WORK INSTRUCTIONS:
Could you reproduce each of the records below word for word, keeping every line as it stands?

DATA ROWS:
┄┄┄┄┄┄

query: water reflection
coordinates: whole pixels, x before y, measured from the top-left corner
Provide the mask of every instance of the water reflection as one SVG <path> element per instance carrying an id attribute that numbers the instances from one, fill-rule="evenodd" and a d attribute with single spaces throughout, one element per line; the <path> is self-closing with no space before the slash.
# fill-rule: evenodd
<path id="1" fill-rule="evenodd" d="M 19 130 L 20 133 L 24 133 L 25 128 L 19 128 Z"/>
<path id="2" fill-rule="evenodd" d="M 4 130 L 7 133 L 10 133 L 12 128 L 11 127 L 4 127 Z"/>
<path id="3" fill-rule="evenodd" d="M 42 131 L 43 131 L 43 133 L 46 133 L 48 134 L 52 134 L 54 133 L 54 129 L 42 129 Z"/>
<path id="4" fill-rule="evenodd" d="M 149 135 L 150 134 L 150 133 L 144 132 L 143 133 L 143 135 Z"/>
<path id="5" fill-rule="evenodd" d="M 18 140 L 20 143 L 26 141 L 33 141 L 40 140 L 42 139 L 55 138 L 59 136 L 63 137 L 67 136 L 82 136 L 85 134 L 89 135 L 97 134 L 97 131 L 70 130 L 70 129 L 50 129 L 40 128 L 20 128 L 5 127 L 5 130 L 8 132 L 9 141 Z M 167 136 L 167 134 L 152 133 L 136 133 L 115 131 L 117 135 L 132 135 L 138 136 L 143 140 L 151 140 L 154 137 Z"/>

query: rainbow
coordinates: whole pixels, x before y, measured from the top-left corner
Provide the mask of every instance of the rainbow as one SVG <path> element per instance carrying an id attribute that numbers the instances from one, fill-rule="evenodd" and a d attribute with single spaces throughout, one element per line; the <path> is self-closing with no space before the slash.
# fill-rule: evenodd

┄┄┄┄┄┄

FINAL RESULT:
query: water reflection
coordinates: whole pixels, x before y, measured from the top-left corner
Provide the mask of every instance of the water reflection as one SVG <path> element per instance carrying an id attribute that numbers the instances from one, fill-rule="evenodd" and a d attribute with single spaces throughout, one element per line; the <path> is self-closing with no space before the slash.
# fill-rule: evenodd
<path id="1" fill-rule="evenodd" d="M 19 130 L 20 133 L 24 133 L 25 128 L 19 128 Z"/>
<path id="2" fill-rule="evenodd" d="M 4 130 L 7 133 L 10 133 L 12 128 L 11 127 L 4 127 Z"/>
<path id="3" fill-rule="evenodd" d="M 42 131 L 43 131 L 43 133 L 46 133 L 48 134 L 52 134 L 54 133 L 54 129 L 42 129 Z"/>
<path id="4" fill-rule="evenodd" d="M 149 135 L 150 134 L 150 133 L 144 132 L 143 133 L 143 135 Z"/>
<path id="5" fill-rule="evenodd" d="M 18 140 L 20 143 L 26 141 L 33 141 L 40 140 L 42 139 L 55 138 L 59 136 L 63 137 L 67 136 L 82 136 L 85 134 L 89 135 L 97 134 L 97 131 L 70 130 L 70 129 L 50 129 L 40 128 L 20 128 L 5 127 L 5 130 L 8 132 L 9 141 Z M 167 136 L 167 134 L 152 133 L 136 133 L 115 131 L 117 135 L 132 135 L 138 136 L 143 140 L 151 140 L 154 137 Z"/>

query: rainbow
coordinates: whole pixels, x before y, measured from the top-left corner
Provide the mask of every instance of the rainbow as one SVG <path> element per instance carrying an id attribute that numbers the instances from one, fill-rule="evenodd" and a d attribute with single spaces throughout, one element per line; the <path> is self-closing with no space before the slash.
# fill-rule: evenodd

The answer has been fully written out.